La tonalité s'oppose à la modalité. Dans les anciens modes, on restait fidèle à la tonique (appelée note finale), et on n'en changeait pas. Par contre, on changeait parfois de mode, dont on disposait en plus grand nombre (article Défilé de modes).

La tonalité consiste donc à décliner un mode (majeur ou mineur) à une hauteur donnée. Elle est affirmée à l'oreille par l'emploi des accords parfaits (quinte et tierce), et par l'importance de la septième note ou sensible. Elle crée une tension qui a besoin de se détendre, de se résoudre en appelant irrésistiblement la huitième note qui est la répétition de la première, la note de base (voir en annexe Affirmation de la tonalité, le rôle de la quinte diminuée). Cette tension n'existe pas dans la modalité ancienne qui évolue surtout au travers de grands intervalles. Au 16e siècle, les deux systèmes coexistent.

Tempérament

L'affirmation des règles harmoniques a amené l'introduction du tempérament. Le tempérament désigne la façon dont on définit la hauteur précise de chacune des notes du mode. La monodie grégorienne est liée au intervalles pythagoriciens fondés sur la triade quinte-quarte-octave elle-même issue de la quinte. Dans ce système, les tierces sont fausses au sens harmonique, mais cela n'importait pas puisqu'elles n'étaient pas utilisées (voir article Ton et intonation juste).

Avec l'apparition de la tonalité à partir du 16e siècle, la tierce entre en scène, et on la modifie pour qu'elle sonne juste. Plusieurs types de tempéraments sont employés, issus du tempérament de Zarlino, mais ce n'est pas encore le tempérament égal qui sera introduit plus tard. Aussi, les tons et autres intervalles entre notes n'ont-ils pas tous la même valeur. Par exemple, les 3 accords de base du mode majeur (bâtis sur les fondamentales DO, FA, SOL en tonalité de DO) sont justes. Quand on change de tonalité, cela change les intervalles. A chaque tonalité était attribuée une couleur particulière, un sentiment spécial provoqué par l'utilisation de ces intervalles différents.

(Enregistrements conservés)
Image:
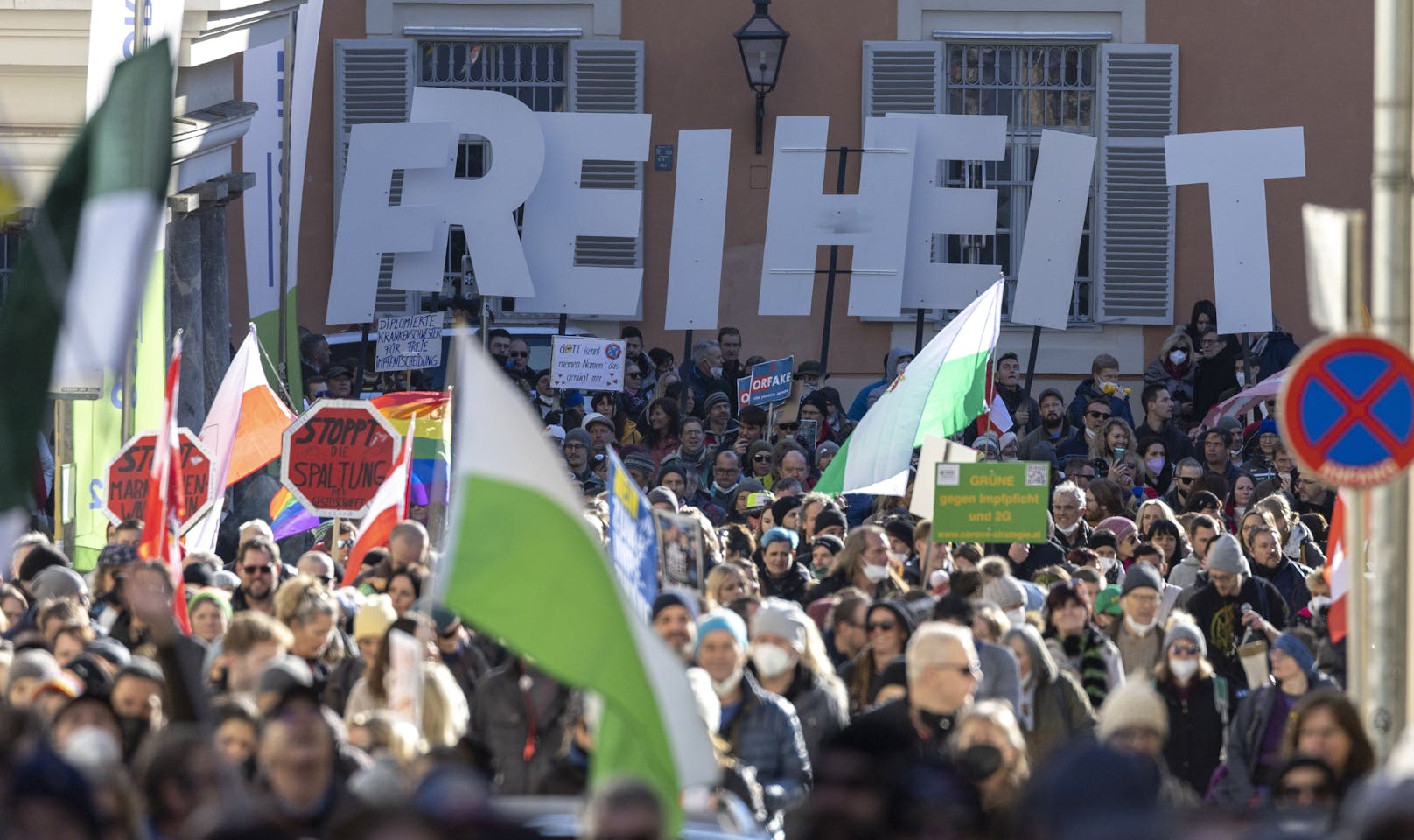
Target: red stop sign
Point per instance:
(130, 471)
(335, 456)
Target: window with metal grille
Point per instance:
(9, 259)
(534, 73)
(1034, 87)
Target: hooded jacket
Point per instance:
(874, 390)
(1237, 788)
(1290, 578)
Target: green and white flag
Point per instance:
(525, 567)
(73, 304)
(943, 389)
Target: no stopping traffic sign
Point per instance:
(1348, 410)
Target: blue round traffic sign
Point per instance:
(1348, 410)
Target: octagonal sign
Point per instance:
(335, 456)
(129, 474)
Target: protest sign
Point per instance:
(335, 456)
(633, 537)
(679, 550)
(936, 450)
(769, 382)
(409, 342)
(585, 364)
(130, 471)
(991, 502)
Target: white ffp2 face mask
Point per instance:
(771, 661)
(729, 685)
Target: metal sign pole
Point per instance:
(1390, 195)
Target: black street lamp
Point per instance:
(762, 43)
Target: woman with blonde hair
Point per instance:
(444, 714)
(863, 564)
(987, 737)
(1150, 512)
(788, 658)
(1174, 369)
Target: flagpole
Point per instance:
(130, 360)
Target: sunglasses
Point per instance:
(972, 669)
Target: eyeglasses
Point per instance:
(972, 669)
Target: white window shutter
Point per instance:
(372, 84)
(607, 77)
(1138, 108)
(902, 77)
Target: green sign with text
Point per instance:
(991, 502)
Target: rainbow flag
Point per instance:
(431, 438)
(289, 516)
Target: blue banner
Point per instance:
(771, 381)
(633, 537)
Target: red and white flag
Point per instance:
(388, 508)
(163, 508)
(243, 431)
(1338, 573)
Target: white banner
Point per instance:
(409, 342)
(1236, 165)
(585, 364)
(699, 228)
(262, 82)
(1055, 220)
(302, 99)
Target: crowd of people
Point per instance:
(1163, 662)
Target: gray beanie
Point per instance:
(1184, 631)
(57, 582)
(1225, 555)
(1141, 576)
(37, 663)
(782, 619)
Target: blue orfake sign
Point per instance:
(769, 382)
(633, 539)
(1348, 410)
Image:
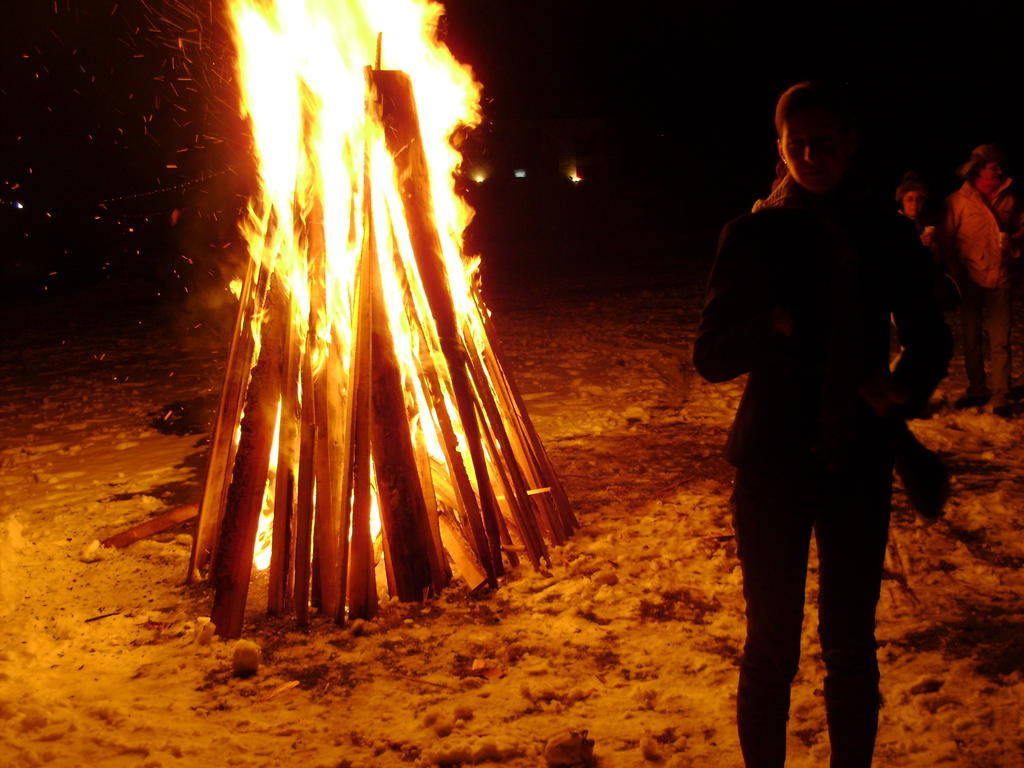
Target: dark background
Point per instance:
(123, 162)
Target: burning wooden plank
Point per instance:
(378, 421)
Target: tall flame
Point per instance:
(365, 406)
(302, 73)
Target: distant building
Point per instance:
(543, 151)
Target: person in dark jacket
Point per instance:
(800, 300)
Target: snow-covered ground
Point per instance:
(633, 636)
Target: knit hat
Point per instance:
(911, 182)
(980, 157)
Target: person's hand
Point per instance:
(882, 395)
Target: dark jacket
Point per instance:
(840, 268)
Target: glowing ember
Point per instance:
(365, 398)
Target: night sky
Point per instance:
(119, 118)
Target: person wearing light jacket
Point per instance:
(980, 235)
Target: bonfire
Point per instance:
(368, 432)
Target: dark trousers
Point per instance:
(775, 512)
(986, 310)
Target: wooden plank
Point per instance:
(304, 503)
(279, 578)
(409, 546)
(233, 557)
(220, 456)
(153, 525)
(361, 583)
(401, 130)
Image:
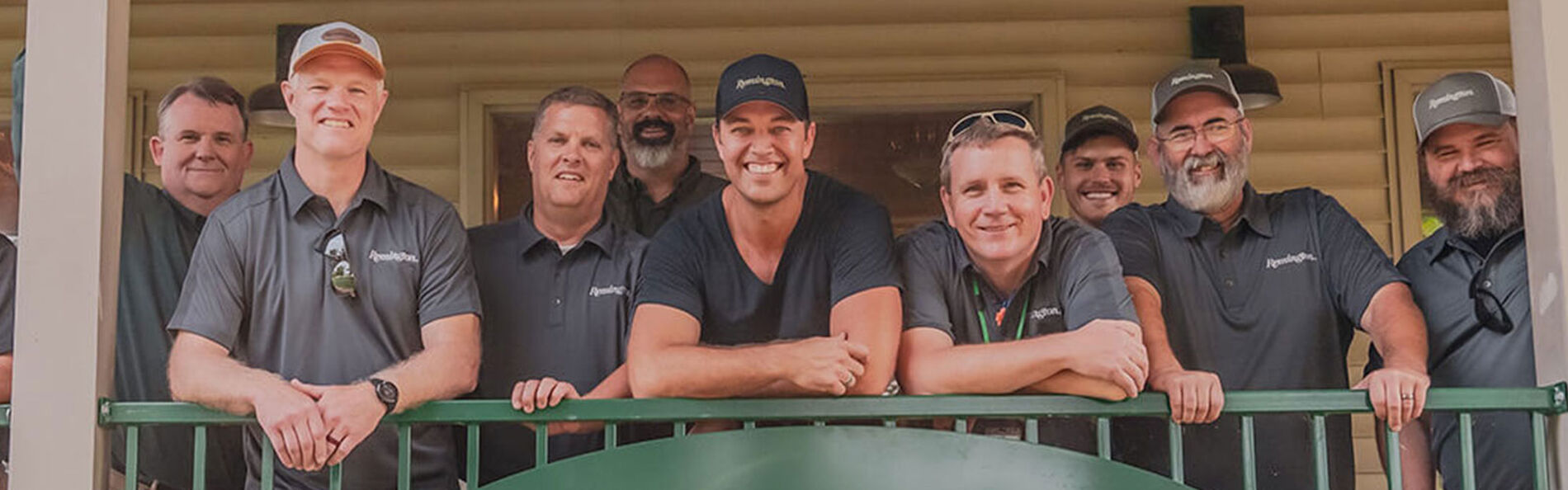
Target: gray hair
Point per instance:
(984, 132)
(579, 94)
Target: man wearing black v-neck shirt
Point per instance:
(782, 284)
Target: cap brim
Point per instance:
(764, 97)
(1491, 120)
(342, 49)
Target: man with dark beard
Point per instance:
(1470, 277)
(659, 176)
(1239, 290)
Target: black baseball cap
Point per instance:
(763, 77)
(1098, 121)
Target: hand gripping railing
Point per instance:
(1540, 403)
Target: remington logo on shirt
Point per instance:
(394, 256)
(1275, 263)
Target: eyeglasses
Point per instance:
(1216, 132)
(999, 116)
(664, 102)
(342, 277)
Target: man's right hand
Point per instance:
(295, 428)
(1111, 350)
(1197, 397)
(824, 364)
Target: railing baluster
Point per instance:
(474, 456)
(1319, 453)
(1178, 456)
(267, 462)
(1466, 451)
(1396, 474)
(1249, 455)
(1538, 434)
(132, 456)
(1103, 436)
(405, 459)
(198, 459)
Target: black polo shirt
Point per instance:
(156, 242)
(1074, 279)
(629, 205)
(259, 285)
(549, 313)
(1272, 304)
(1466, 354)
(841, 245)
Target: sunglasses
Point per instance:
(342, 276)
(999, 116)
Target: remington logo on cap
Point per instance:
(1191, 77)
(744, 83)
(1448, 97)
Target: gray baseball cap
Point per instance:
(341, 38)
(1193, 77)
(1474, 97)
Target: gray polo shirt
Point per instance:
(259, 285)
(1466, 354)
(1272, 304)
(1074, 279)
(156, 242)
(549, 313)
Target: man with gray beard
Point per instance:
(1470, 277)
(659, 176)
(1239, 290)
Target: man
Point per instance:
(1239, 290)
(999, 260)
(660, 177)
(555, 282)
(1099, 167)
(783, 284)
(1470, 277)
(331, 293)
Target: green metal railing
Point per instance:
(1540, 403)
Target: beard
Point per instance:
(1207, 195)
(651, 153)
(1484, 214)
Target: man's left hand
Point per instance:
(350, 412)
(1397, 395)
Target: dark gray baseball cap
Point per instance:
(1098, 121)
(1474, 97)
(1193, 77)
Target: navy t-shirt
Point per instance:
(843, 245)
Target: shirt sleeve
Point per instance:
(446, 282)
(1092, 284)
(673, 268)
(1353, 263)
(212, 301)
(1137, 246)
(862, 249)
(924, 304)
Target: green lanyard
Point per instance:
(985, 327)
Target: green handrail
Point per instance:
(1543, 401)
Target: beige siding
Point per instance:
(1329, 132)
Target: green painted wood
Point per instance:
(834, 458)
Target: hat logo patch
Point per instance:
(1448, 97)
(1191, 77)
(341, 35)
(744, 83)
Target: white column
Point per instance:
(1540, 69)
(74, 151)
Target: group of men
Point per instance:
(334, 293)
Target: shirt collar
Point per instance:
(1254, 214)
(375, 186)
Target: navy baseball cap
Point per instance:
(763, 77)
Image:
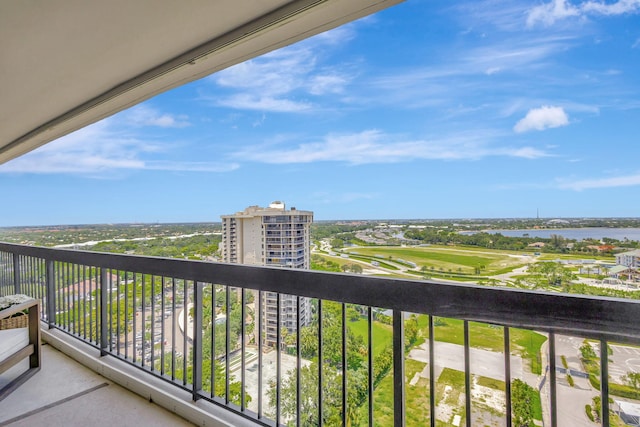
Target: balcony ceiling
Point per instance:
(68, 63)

Consigne:
Recopiez fidèlement le passage du texte sur la tonalité et le tempérament qui va de « La tonalité s'oppose » jusqu'à « Défilé de modes). ».

Réponse rédigée:
La tonalité s'oppose à la modalité. Dans les anciens modes, on restait fidèle à la tonique (appelée note finale), et on n'en changeait pas. Par contre, on changeait parfois de mode, dont on disposait en plus grand nombre (article Défilé de modes).